START Data for this task
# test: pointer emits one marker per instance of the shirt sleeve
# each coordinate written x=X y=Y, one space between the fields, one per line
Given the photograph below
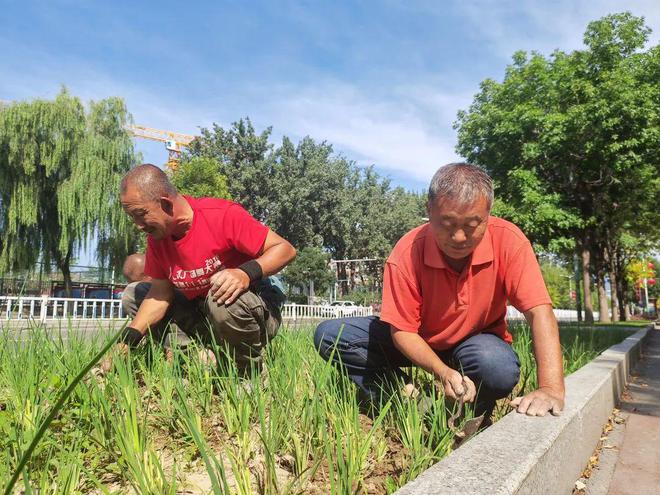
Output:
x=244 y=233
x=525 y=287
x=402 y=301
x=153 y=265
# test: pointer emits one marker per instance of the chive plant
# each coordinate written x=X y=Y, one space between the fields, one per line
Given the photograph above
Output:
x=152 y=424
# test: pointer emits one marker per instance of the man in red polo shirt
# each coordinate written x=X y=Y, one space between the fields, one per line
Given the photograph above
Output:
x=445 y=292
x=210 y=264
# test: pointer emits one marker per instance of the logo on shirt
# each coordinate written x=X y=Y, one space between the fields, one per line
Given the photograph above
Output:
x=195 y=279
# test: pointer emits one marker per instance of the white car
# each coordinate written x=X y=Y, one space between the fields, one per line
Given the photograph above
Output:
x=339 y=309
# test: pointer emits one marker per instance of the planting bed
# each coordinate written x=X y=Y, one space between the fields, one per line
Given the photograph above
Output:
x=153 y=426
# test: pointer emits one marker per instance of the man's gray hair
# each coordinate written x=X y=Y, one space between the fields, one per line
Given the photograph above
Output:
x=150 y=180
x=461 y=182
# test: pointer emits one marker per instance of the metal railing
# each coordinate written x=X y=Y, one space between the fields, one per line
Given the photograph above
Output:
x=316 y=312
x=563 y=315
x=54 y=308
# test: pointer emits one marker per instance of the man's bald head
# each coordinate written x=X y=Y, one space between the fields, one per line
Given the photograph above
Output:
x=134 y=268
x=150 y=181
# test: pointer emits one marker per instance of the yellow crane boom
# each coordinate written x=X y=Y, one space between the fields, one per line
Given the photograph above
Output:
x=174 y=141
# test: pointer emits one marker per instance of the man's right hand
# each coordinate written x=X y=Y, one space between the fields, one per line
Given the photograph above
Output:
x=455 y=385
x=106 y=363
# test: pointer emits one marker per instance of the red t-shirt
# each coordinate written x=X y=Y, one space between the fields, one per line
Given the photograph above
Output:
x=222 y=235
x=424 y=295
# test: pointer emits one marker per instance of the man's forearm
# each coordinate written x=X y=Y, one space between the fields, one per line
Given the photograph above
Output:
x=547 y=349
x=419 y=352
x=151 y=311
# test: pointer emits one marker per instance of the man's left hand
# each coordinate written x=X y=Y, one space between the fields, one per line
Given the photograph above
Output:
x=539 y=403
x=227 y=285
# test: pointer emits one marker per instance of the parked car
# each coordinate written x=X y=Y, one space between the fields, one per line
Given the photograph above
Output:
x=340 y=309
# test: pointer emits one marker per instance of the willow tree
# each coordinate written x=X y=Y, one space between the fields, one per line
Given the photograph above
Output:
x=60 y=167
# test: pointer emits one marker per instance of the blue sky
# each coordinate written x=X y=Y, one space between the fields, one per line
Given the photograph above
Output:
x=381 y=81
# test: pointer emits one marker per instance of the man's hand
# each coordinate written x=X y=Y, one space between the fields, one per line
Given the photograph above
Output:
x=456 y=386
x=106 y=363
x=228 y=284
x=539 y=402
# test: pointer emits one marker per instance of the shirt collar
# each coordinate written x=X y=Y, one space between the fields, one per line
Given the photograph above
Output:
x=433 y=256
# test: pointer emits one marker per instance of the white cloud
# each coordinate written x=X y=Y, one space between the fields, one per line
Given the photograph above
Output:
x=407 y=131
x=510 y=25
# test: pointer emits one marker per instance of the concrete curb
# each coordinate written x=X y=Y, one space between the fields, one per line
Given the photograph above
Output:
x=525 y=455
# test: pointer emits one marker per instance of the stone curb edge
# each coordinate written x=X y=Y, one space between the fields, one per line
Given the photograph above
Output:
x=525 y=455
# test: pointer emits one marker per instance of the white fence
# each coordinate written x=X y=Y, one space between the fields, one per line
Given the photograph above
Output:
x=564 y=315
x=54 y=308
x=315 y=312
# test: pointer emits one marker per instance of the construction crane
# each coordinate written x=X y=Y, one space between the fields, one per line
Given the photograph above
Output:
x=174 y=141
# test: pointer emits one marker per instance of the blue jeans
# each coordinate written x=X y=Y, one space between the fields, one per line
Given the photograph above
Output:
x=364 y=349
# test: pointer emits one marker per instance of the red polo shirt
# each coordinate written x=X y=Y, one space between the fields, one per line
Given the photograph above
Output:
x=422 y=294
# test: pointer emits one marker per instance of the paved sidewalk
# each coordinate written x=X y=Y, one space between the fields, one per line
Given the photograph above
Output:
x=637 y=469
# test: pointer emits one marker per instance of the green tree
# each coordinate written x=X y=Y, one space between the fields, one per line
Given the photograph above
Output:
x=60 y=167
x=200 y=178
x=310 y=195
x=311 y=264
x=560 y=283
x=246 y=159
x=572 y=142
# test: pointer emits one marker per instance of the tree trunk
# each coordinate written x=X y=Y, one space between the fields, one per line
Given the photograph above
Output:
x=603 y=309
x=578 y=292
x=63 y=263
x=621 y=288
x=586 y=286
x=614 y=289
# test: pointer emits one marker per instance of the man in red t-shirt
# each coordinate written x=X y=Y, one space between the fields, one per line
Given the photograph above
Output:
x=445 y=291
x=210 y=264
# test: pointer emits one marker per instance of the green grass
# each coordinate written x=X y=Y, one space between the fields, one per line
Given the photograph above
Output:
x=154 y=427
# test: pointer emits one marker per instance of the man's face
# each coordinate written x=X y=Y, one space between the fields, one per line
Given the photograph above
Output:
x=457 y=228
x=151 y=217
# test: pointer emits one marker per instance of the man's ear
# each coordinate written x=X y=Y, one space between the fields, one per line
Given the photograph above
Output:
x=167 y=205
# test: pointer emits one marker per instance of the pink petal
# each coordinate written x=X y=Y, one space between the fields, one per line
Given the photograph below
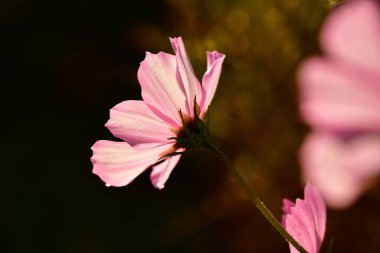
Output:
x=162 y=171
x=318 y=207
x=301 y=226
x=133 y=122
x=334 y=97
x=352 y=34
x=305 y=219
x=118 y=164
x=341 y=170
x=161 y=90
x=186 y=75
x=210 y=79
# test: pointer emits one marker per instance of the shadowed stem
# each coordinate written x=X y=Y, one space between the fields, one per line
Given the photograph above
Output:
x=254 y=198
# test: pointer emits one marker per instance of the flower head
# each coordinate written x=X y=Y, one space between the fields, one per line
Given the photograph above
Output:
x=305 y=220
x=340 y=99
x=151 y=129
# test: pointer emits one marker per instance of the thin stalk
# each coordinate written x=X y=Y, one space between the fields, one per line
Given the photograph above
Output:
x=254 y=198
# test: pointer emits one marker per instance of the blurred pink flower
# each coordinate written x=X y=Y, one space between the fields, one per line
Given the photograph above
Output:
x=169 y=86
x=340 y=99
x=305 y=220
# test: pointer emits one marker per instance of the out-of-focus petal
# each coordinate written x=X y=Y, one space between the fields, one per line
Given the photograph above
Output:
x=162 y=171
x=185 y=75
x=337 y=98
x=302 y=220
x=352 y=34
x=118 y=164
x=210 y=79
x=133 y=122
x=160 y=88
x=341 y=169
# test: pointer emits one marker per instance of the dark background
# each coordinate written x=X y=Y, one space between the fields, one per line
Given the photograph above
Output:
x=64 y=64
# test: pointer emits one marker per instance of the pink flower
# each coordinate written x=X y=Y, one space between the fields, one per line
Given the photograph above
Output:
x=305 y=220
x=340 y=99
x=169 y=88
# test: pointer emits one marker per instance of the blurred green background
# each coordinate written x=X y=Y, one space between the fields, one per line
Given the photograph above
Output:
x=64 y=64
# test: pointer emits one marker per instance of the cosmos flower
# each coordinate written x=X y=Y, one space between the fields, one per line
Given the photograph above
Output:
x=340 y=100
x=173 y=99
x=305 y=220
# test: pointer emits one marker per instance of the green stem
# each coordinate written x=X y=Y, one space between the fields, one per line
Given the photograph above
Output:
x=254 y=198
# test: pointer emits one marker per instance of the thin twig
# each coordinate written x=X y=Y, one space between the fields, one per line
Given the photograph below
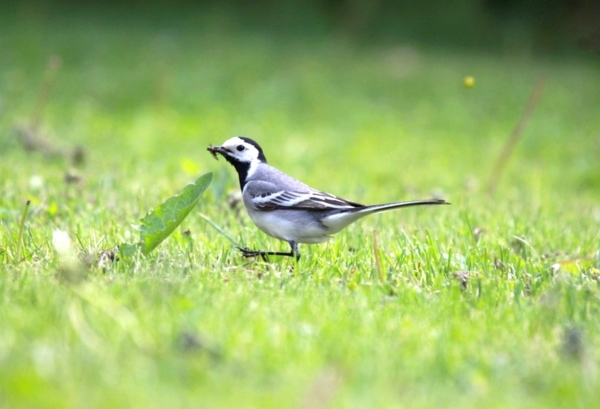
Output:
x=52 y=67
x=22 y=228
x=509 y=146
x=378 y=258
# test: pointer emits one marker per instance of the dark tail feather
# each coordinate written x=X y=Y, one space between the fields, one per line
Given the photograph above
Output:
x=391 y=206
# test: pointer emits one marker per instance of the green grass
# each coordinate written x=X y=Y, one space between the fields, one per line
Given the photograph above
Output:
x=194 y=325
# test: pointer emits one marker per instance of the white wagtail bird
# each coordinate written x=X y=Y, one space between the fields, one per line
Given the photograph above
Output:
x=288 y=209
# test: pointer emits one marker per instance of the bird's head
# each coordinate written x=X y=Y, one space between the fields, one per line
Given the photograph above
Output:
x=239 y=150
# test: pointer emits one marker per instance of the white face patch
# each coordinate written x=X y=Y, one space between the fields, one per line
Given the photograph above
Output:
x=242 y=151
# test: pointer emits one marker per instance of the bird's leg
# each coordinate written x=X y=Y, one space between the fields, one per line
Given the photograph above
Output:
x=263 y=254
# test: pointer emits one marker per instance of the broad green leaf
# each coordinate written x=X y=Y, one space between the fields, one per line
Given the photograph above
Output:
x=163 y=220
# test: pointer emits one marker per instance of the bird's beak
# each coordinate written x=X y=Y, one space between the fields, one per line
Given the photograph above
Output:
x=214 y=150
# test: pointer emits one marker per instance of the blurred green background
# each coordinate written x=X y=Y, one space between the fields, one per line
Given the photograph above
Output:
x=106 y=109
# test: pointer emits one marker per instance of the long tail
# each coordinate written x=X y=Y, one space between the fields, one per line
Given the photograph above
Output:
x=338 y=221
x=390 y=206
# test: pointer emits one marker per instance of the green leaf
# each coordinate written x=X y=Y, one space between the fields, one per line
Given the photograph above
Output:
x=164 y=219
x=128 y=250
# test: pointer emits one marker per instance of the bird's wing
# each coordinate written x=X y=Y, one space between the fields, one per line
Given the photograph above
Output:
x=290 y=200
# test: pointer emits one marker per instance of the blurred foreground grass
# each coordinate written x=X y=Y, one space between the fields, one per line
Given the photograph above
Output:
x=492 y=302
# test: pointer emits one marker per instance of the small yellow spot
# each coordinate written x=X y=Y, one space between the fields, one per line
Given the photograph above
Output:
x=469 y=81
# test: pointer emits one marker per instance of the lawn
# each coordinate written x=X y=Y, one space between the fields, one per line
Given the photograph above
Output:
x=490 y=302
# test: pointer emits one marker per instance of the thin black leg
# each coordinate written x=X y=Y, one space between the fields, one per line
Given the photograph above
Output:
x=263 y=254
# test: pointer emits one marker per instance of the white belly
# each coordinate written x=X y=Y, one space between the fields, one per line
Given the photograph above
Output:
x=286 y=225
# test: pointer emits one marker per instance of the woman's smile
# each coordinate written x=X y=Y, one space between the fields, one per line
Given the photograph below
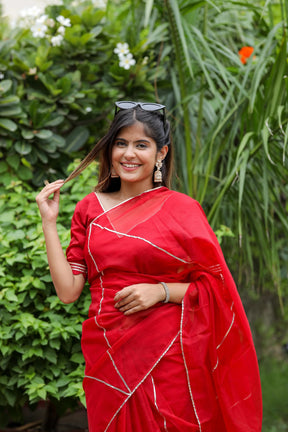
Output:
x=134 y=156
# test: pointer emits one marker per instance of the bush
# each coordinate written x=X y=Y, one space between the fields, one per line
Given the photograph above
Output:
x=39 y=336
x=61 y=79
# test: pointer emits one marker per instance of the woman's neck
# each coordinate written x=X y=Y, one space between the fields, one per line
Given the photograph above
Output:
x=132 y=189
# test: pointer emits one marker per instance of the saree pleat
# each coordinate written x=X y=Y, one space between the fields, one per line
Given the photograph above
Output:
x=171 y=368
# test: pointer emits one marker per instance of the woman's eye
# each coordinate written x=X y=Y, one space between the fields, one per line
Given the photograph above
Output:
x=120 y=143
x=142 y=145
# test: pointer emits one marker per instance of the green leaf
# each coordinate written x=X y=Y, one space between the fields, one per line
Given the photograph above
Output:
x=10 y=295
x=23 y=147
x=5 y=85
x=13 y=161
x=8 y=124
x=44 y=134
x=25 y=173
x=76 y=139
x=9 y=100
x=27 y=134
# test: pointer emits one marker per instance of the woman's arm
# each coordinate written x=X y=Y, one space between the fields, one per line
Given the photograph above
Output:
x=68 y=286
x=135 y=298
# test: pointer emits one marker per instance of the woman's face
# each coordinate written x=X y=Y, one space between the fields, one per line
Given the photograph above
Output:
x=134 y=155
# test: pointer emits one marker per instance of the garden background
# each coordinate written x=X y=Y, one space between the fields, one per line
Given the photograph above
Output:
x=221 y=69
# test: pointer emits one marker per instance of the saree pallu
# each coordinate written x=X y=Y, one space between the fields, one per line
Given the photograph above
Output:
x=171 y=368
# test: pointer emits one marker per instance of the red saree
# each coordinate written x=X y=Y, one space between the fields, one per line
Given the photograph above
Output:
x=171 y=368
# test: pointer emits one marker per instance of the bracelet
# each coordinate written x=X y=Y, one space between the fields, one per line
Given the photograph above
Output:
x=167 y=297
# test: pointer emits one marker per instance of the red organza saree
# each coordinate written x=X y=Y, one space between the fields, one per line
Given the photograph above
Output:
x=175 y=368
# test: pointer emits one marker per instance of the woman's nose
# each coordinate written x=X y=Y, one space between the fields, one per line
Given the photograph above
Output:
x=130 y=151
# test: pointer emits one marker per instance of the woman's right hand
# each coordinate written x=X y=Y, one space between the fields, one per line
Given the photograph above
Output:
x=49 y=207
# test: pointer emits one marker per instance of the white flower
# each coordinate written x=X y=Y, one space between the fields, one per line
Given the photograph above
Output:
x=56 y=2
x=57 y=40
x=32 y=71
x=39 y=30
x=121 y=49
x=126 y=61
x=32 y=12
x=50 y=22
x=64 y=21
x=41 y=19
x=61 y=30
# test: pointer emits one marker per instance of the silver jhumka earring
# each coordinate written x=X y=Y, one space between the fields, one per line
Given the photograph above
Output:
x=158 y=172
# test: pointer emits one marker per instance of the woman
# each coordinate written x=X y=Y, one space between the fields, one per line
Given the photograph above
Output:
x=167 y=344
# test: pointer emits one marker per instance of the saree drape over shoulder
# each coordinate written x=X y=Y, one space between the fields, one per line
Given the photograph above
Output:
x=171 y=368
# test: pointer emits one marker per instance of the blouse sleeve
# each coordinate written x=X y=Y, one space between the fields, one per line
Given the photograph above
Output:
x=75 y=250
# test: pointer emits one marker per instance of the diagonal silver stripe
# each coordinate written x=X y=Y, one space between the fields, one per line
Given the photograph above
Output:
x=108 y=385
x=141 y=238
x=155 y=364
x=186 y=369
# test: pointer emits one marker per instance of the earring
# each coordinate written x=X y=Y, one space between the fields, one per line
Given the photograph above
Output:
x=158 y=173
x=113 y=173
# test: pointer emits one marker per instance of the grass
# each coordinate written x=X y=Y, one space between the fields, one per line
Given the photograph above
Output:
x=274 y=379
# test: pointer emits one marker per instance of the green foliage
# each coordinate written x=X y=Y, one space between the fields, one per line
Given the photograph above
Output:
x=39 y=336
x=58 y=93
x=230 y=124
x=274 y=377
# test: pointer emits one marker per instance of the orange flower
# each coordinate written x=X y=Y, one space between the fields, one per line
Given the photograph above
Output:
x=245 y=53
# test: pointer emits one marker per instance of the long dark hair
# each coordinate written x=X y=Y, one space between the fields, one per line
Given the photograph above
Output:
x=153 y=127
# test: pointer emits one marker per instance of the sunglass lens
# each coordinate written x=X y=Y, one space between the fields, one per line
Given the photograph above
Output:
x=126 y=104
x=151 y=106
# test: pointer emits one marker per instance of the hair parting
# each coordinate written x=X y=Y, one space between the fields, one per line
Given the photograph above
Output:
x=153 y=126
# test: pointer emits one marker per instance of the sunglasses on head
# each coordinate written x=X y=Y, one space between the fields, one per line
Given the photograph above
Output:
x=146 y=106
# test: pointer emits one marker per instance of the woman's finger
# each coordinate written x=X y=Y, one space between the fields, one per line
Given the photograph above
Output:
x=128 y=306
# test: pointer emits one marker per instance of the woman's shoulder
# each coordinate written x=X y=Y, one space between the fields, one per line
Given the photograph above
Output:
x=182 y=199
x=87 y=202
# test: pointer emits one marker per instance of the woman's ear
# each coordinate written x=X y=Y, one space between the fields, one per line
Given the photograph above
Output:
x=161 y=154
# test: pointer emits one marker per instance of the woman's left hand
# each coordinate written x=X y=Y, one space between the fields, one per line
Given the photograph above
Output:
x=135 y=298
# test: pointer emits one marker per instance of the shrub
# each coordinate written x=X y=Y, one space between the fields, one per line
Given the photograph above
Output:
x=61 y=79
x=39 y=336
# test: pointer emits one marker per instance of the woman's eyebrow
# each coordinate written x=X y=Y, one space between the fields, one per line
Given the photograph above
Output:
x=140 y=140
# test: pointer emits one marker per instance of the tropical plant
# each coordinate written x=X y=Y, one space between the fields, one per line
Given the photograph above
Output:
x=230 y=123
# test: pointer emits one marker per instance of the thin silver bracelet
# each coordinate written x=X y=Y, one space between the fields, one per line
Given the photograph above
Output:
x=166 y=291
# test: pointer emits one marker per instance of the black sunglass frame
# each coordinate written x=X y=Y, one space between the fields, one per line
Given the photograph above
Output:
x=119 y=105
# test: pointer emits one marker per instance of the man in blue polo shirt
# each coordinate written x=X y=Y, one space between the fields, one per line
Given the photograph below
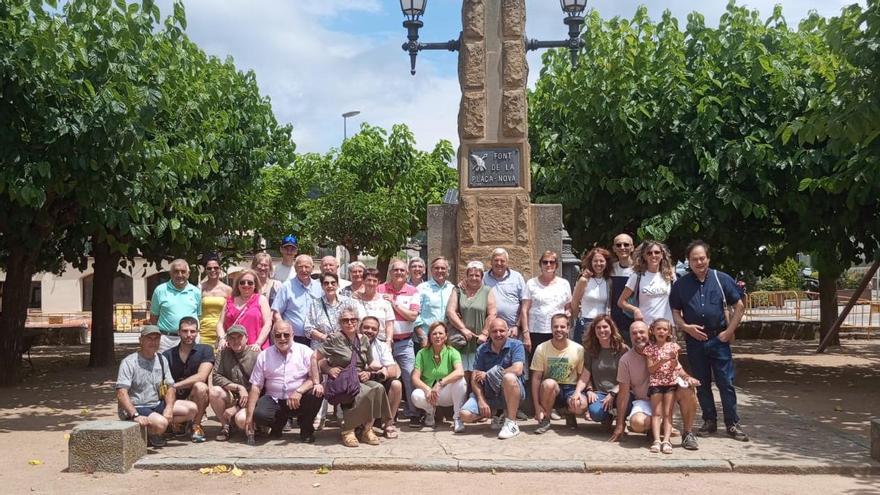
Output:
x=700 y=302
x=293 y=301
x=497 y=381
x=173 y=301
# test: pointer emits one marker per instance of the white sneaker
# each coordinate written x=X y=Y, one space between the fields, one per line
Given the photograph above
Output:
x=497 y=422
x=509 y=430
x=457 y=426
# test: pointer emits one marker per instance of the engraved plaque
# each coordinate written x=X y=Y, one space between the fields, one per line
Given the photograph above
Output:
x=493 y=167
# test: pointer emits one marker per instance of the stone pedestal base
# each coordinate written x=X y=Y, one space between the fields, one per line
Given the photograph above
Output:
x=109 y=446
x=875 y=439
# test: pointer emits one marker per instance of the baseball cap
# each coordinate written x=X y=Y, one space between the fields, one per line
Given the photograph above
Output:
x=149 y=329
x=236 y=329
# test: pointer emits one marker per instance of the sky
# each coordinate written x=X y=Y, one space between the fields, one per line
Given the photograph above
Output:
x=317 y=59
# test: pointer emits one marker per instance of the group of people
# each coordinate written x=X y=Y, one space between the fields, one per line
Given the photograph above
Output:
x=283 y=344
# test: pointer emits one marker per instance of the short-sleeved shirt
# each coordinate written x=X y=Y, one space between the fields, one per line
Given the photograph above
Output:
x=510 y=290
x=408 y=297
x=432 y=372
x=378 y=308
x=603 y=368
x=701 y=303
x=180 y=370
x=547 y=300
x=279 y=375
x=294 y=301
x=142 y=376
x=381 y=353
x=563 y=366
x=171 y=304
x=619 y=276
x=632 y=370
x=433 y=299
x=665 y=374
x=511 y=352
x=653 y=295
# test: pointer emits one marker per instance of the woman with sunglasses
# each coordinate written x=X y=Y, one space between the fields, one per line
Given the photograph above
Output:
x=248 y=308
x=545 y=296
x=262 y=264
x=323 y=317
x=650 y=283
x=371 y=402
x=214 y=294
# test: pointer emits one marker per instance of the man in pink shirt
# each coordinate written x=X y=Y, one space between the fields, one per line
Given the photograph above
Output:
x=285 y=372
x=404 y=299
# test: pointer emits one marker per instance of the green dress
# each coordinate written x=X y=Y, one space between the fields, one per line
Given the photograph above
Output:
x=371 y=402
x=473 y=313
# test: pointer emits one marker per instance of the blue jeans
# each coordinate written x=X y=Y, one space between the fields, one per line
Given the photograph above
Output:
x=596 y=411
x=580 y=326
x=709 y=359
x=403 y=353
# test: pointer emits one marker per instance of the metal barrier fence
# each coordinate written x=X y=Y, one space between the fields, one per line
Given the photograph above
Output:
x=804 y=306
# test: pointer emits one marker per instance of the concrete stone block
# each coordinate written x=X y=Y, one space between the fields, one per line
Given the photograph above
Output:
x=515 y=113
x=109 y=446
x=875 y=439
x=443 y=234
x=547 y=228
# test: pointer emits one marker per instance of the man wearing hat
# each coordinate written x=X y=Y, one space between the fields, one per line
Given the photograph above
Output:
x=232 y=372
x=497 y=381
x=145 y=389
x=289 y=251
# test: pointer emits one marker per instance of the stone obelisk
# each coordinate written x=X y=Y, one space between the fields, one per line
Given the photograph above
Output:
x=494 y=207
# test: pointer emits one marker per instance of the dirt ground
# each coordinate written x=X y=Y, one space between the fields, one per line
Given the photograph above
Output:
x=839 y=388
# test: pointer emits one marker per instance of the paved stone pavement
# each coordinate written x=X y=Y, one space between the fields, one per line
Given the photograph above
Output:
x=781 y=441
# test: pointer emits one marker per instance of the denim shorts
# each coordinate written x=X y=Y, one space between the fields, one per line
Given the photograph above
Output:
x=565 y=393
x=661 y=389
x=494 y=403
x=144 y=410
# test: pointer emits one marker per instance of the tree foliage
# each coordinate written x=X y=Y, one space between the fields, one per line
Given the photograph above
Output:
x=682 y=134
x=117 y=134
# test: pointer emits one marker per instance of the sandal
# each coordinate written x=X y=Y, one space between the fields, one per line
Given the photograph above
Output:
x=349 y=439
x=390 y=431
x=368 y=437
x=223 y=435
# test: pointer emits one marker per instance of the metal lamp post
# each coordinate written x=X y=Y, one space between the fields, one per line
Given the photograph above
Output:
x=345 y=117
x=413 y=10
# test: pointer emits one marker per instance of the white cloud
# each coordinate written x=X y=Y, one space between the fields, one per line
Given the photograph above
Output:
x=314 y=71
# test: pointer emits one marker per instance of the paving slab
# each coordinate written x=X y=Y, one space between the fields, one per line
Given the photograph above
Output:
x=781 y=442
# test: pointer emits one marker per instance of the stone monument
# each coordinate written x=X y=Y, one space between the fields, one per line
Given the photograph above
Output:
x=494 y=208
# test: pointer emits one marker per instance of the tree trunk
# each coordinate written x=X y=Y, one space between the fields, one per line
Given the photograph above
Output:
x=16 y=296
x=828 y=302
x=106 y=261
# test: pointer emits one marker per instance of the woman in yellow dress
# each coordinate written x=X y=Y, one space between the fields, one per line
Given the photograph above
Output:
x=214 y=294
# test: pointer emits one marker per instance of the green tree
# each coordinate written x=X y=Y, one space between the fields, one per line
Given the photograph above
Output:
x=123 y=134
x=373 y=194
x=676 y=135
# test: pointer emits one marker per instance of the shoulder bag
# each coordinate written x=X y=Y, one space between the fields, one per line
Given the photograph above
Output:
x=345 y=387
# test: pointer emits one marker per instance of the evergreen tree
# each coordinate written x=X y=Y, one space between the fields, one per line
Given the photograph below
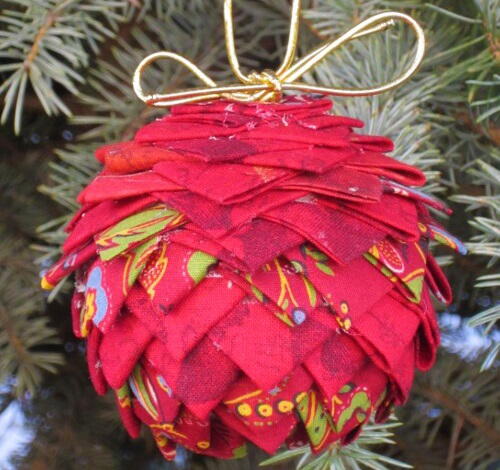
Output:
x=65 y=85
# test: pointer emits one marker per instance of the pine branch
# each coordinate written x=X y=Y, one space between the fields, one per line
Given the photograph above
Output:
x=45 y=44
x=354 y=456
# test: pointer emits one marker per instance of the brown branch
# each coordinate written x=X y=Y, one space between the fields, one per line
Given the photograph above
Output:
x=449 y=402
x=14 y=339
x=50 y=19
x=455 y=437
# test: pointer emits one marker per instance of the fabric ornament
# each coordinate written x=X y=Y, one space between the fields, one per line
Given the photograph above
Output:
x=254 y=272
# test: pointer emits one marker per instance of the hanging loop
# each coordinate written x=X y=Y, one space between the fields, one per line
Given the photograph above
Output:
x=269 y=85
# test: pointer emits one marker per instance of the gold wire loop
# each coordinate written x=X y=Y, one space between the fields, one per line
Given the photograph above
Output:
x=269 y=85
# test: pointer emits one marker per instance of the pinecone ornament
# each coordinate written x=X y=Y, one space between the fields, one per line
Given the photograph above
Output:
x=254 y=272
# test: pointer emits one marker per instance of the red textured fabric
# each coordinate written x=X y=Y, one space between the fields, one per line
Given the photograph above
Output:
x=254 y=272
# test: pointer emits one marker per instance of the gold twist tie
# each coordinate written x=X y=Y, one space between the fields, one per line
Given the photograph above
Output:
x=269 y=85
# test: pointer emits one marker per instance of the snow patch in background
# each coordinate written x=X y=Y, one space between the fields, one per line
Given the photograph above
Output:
END Data for this task
■ Problem description ■
Copy each line above that contains the string "tree".

■ Answer space ■
# test: pointer emits one marker per instance of the willow tree
# test: pointer emits one marker per instance of the green tree
# test: pointer emits one marker per instance of the tree trunk
# test: pointer emits one marker per instance of the tree foliage
# test: pointer emits one marker per instance of the tree trunk
# test: pointer emits one marker per instance of the green tree
# test: pointer emits one marker per instance of the evergreen tree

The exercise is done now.